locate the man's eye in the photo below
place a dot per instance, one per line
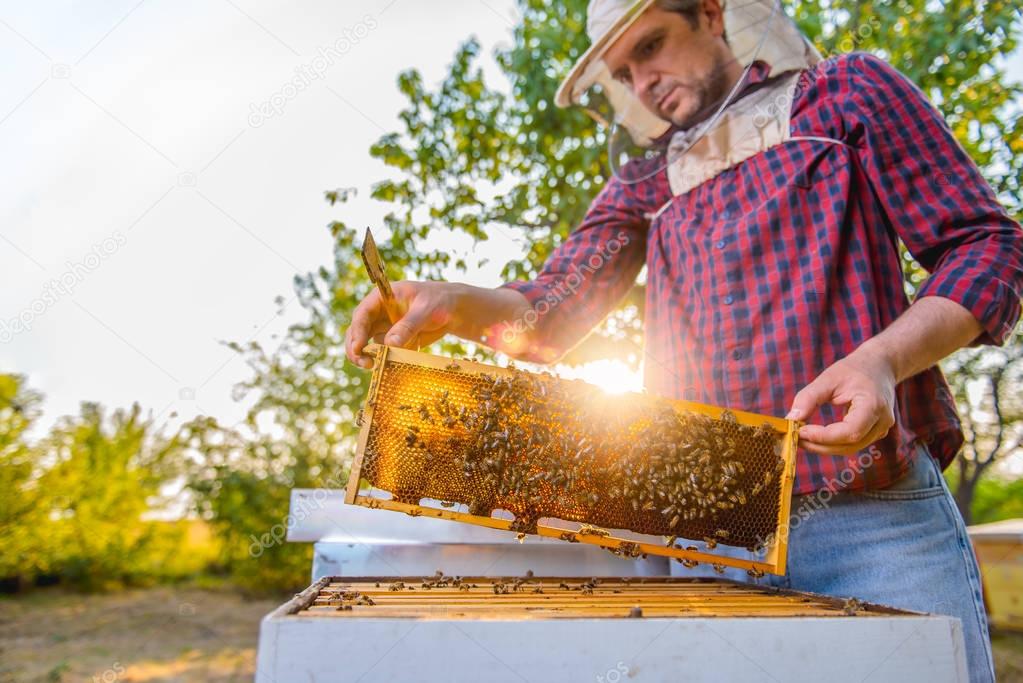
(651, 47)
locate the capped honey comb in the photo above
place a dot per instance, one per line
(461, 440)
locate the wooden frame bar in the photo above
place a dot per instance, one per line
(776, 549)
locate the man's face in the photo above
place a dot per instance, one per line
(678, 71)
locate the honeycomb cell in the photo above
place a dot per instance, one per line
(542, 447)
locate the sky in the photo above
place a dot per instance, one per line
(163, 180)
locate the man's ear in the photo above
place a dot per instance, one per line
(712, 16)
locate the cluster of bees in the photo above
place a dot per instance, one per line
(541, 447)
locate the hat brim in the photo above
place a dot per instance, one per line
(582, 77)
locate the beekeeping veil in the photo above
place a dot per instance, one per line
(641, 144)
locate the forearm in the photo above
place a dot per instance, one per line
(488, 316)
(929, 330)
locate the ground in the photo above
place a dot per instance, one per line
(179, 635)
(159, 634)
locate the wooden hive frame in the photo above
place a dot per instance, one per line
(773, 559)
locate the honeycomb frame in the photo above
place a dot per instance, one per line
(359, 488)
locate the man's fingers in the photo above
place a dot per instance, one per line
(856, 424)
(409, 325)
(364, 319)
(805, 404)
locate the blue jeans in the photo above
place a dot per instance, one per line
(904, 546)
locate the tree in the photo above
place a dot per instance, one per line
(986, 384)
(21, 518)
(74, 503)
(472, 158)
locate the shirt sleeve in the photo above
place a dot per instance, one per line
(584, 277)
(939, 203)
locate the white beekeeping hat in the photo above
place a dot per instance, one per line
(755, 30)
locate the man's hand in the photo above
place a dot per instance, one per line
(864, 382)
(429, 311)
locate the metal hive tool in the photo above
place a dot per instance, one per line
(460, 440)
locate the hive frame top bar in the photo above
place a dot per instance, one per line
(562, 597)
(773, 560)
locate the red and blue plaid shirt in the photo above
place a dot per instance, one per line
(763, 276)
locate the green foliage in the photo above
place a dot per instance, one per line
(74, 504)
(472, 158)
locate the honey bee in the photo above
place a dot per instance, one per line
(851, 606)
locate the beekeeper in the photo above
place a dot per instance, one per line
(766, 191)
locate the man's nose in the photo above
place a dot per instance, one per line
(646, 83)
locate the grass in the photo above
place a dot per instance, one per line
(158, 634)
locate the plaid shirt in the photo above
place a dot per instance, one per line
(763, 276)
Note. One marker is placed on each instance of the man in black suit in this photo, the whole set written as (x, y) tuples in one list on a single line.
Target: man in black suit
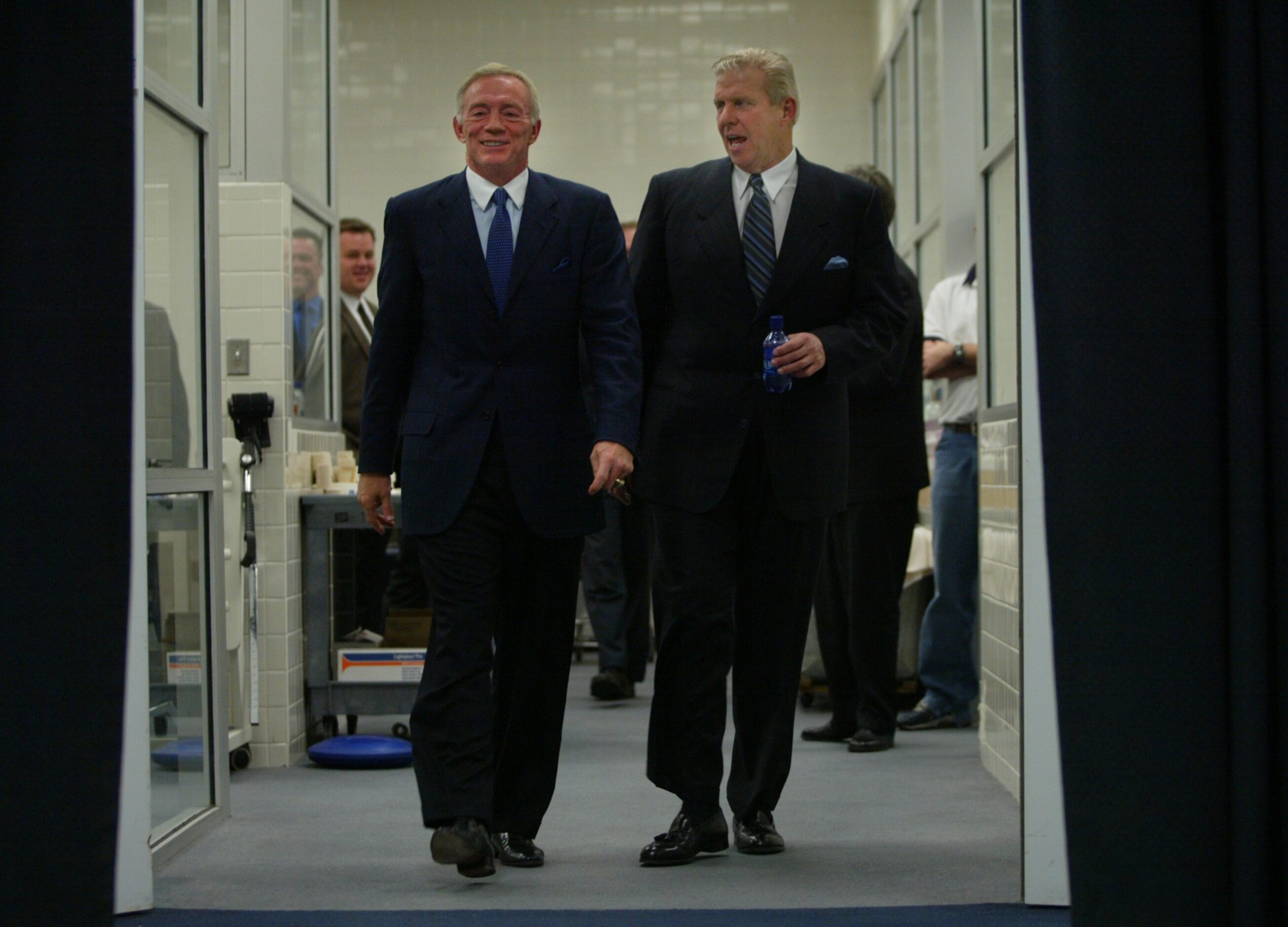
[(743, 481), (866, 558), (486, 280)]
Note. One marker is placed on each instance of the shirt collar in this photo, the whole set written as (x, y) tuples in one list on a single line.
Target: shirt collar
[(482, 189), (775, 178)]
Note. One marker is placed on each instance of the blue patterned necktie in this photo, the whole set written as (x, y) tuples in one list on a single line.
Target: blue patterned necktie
....
Exercise directions:
Copy out each line of the data that includes the string "honeycomb".

Answer for this exercise:
locate the honeycomb cell in the photo above
locate the honeycomb frame in the photo above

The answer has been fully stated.